INSTRUCTIONS TO FOLLOW -
Would you reproduce the entries that follow exactly as they appear?

(SOURCE MATERIAL Opens)

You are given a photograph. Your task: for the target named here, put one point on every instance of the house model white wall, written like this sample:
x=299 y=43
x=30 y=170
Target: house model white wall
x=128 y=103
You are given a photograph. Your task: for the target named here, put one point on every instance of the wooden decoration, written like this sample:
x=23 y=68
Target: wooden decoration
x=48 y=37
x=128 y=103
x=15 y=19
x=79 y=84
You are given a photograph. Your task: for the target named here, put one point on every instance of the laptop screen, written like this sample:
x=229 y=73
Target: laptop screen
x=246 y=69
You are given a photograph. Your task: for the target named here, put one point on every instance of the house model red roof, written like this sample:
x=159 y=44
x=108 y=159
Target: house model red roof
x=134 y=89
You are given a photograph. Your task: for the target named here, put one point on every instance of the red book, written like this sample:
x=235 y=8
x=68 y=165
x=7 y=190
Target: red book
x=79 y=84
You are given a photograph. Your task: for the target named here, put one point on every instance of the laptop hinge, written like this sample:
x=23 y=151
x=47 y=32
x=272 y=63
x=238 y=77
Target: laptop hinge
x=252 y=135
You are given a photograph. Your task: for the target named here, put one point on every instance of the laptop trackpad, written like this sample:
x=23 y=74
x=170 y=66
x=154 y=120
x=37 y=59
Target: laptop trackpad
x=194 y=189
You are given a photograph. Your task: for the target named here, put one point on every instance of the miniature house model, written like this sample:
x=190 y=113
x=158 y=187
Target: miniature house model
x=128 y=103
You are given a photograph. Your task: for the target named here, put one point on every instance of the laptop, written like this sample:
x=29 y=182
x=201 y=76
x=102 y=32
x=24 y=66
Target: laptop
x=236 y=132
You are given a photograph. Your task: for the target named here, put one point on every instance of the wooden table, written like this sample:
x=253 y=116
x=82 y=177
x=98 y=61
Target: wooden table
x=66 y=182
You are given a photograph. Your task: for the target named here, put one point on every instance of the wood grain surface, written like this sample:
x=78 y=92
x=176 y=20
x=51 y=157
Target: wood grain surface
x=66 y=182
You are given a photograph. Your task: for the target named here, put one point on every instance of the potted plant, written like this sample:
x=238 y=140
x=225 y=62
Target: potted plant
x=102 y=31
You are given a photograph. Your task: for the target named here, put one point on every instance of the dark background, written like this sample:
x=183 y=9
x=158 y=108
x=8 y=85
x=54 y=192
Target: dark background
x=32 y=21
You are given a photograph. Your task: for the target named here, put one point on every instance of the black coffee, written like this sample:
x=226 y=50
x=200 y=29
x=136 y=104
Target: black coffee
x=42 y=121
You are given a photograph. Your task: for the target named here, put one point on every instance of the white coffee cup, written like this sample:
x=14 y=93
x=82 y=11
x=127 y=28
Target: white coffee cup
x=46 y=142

(SOURCE MATERIAL Closes)

RESPONSE FOR THIS EXERCISE -
You are given a photograph. Your task: for the target named here, put one point on every instance of the house model white wall, written like this sample:
x=299 y=43
x=30 y=170
Target: house model white wall
x=128 y=103
You are given a photograph. Your task: for the target named here, put one point on every instance of the wooden decoration, written like this sample:
x=23 y=68
Target: wooden decoration
x=48 y=37
x=128 y=103
x=15 y=19
x=79 y=84
You are given a photograph. Your task: for the target named here, put one point on every instance of the laptop screen, written like this sample:
x=229 y=73
Target: laptop screen
x=246 y=69
You are given a photograph. Your task: for the target named here, put one point on every instance of the house model red roof, written like this sample:
x=159 y=44
x=108 y=159
Target: house model red roof
x=134 y=89
You are given a photograph. Your task: for the target named here, put one point on every instance of the red book, written like this sample:
x=235 y=8
x=68 y=165
x=7 y=190
Target: red book
x=79 y=84
You are given a photograph. Your task: for the target named here, put one point on every instance of the laptop hinge, written like this sample:
x=23 y=151
x=47 y=32
x=272 y=63
x=238 y=77
Target: laptop hinge
x=252 y=135
You are given a photograph. Your task: for the target named here, put one point on every instance of the laptop trackpad, written like this sample:
x=23 y=74
x=170 y=66
x=154 y=120
x=37 y=59
Target: laptop trackpad
x=194 y=189
You are given a photograph. Your task: for the target named here, put one point on every instance of the miniature house model, written like this sample:
x=190 y=113
x=158 y=187
Target: miniature house model
x=128 y=103
You are given a photograph. Your task: for the target named here, put one point on every instance of the laptop, written like this sample:
x=29 y=182
x=201 y=76
x=102 y=32
x=24 y=66
Target: laptop
x=236 y=132
You are given a photograph. Your task: for the target named here, put one point on every instance of the wooden table, written like this sample:
x=253 y=116
x=82 y=177
x=98 y=61
Target: wooden table
x=66 y=182
You are given a photograph. Your task: for the target named here, put one point on every instance of the wood grain surface, written like this sample:
x=78 y=92
x=176 y=20
x=51 y=157
Target: wood grain surface
x=66 y=182
You are given a photograph. Your task: for the target named here, put one point on every instance of the potted plant, written like this sample:
x=238 y=140
x=225 y=62
Target: potted plant
x=102 y=31
You are given a photograph. Your task: for the target named here, put one point on every instance of the dark background, written like this sample:
x=183 y=9
x=158 y=108
x=8 y=85
x=54 y=192
Target: dark background
x=32 y=21
You are given a photograph. Your task: for the target named here, put one point on every instance of the black coffee, written like this sample:
x=226 y=50
x=200 y=29
x=136 y=104
Target: black coffee
x=42 y=121
You are given a photograph. Your task: for the target named here, put one point on every instance of the white coffee cup, written like this sample:
x=14 y=93
x=82 y=11
x=127 y=28
Target: white coffee cup
x=46 y=142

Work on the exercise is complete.